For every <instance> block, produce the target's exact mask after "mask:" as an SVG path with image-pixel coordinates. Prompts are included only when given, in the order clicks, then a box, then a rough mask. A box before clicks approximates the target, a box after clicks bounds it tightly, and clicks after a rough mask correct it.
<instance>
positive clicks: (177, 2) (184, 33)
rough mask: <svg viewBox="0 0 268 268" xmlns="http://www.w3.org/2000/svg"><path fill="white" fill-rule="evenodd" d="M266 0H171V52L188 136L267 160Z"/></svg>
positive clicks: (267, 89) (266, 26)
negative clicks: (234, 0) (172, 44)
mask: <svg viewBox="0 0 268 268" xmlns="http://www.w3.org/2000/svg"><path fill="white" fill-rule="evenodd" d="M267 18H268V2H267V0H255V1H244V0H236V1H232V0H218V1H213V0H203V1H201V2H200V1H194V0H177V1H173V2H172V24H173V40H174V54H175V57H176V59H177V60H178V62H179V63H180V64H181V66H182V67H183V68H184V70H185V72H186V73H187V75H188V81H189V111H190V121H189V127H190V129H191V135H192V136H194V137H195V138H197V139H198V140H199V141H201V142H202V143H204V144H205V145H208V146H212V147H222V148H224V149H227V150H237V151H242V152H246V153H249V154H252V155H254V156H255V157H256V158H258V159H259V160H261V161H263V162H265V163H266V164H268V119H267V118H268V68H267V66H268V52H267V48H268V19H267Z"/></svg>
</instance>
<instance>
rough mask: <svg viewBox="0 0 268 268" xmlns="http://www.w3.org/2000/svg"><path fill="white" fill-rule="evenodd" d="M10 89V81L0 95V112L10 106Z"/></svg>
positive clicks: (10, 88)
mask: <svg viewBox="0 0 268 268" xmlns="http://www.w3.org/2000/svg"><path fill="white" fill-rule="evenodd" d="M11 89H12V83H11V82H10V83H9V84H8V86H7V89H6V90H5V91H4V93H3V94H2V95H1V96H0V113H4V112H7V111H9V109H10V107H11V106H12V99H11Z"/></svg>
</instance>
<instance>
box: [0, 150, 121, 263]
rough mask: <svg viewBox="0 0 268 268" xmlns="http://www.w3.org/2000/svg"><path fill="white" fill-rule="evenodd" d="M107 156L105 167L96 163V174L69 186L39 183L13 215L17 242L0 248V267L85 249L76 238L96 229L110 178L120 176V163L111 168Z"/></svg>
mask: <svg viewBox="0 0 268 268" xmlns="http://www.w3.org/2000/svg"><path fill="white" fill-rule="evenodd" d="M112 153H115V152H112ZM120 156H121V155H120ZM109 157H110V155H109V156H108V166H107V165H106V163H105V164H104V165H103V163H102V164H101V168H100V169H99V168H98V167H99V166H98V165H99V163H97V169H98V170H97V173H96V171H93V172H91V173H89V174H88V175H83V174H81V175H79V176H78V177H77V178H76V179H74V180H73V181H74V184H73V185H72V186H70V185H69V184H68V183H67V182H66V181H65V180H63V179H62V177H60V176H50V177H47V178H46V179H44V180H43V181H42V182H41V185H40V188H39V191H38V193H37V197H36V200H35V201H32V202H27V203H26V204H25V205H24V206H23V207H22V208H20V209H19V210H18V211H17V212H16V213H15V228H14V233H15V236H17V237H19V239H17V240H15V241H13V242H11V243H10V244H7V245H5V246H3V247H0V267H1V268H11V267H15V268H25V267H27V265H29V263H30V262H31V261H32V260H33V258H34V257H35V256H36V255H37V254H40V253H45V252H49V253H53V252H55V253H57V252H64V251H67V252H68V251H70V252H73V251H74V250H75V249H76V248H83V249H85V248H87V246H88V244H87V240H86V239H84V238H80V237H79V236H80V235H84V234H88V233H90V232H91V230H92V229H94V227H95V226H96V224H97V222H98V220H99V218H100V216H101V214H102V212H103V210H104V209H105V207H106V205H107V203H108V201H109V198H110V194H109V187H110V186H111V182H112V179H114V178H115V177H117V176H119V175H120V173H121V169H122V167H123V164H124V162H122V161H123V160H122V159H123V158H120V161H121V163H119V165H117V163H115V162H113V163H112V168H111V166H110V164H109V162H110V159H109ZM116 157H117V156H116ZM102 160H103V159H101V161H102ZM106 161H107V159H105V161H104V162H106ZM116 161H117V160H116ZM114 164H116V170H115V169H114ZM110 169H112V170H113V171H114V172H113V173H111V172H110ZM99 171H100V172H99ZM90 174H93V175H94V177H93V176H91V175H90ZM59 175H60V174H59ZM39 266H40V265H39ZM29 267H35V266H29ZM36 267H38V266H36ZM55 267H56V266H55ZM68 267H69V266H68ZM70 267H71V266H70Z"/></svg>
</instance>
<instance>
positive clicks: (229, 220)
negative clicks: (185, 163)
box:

──────────────────────────────

● **WORK TO COMPLETE**
All the entries above need to be reproduced exactly.

● **EXERCISE RESULT**
For every <instance> block, produce the target's exact mask after "mask:" as an SVG path with image-pixel coordinates. Prompts are included only when given, in the order clicks, then a box, then a rough mask. A box before clicks approximates the target, a box after clicks bounds it tightly, and clicks after a rough mask correct it.
<instance>
positive clicks: (177, 2) (184, 33)
rough mask: <svg viewBox="0 0 268 268" xmlns="http://www.w3.org/2000/svg"><path fill="white" fill-rule="evenodd" d="M266 0H171V52L188 136L267 160Z"/></svg>
positive clicks: (267, 89) (266, 26)
negative clicks: (234, 0) (172, 44)
mask: <svg viewBox="0 0 268 268" xmlns="http://www.w3.org/2000/svg"><path fill="white" fill-rule="evenodd" d="M267 18H268V2H267V0H255V1H244V0H236V1H232V0H218V1H213V0H203V1H201V2H200V1H194V0H177V1H173V2H172V24H173V40H174V54H175V57H176V59H177V60H178V62H179V63H180V64H181V66H182V67H183V68H184V70H185V72H186V73H187V75H188V81H189V111H190V121H189V127H190V129H191V135H192V136H194V137H195V138H197V139H198V140H199V141H201V142H202V143H204V144H205V145H208V146H212V147H222V148H224V149H227V150H237V151H242V152H246V153H249V154H252V155H254V156H255V157H256V158H258V159H259V160H261V161H263V162H265V163H266V164H268V119H267V118H268V68H267V66H268V52H267V48H268V19H267Z"/></svg>
</instance>
<instance>
rough mask: <svg viewBox="0 0 268 268" xmlns="http://www.w3.org/2000/svg"><path fill="white" fill-rule="evenodd" d="M10 89V81L0 95V112L10 106Z"/></svg>
positive clicks: (10, 88)
mask: <svg viewBox="0 0 268 268" xmlns="http://www.w3.org/2000/svg"><path fill="white" fill-rule="evenodd" d="M11 89H12V83H11V82H10V83H9V84H8V86H7V89H6V90H5V91H4V93H3V94H2V95H1V96H0V113H4V112H7V111H9V109H10V107H11V106H12V99H11Z"/></svg>
</instance>
<instance>
box: [0, 150, 121, 263]
rough mask: <svg viewBox="0 0 268 268" xmlns="http://www.w3.org/2000/svg"><path fill="white" fill-rule="evenodd" d="M107 156L105 167L96 163V174L69 186L39 183L13 215L17 242L0 248V267L85 249L76 238L96 229L110 178L120 176V163L111 168Z"/></svg>
mask: <svg viewBox="0 0 268 268" xmlns="http://www.w3.org/2000/svg"><path fill="white" fill-rule="evenodd" d="M112 153H115V152H112ZM120 156H121V155H120ZM109 157H110V155H109V156H108V166H107V165H106V163H105V164H104V165H103V163H102V164H101V168H100V169H99V168H98V167H99V166H98V165H99V163H97V169H98V170H97V173H96V171H93V172H91V173H89V174H88V175H83V174H81V175H79V176H78V177H77V178H76V179H74V180H73V181H74V184H73V185H72V186H70V185H69V184H68V183H67V182H66V181H65V180H63V179H62V177H60V176H50V177H47V178H46V179H44V180H43V181H42V182H41V185H40V188H39V191H38V193H37V197H36V200H35V201H32V202H27V203H26V204H25V205H24V206H23V207H22V208H20V209H19V210H18V211H17V212H16V213H15V228H14V233H15V236H17V237H19V239H17V240H15V241H13V242H11V243H10V244H7V245H5V246H3V247H0V267H1V268H11V267H15V268H25V267H27V265H29V263H30V262H31V261H32V260H33V258H34V257H35V256H36V255H37V254H40V253H45V252H49V253H53V252H55V253H57V252H64V251H67V252H68V251H70V252H73V251H74V250H75V249H76V248H83V249H85V248H87V246H88V244H87V240H86V239H84V238H80V237H79V236H80V235H84V234H88V233H90V232H91V230H92V229H94V227H95V226H96V224H97V222H98V220H99V218H100V216H101V214H102V212H103V210H104V209H105V207H106V205H107V203H108V201H109V198H110V194H109V187H110V186H111V182H112V179H114V178H115V177H117V176H119V175H120V173H121V169H122V167H123V164H124V162H122V161H123V160H122V159H123V158H120V161H121V163H119V165H117V163H115V162H113V163H112V168H111V166H110V164H109V162H110V159H109ZM116 157H117V156H116ZM102 160H103V159H101V161H102ZM106 161H107V159H105V161H104V162H106ZM116 161H117V160H116ZM114 164H116V170H115V169H114ZM110 169H112V170H113V171H114V172H113V173H111V172H110ZM99 171H100V172H99ZM90 174H93V175H94V177H93V176H91V175H90ZM59 175H60V174H59ZM39 266H40V265H39ZM29 267H35V266H29ZM36 267H38V266H36ZM55 267H56V266H55ZM68 267H69V266H68ZM70 267H71V266H70Z"/></svg>
</instance>
<instance>
positive clicks: (229, 220)
negative clicks: (185, 163)
box:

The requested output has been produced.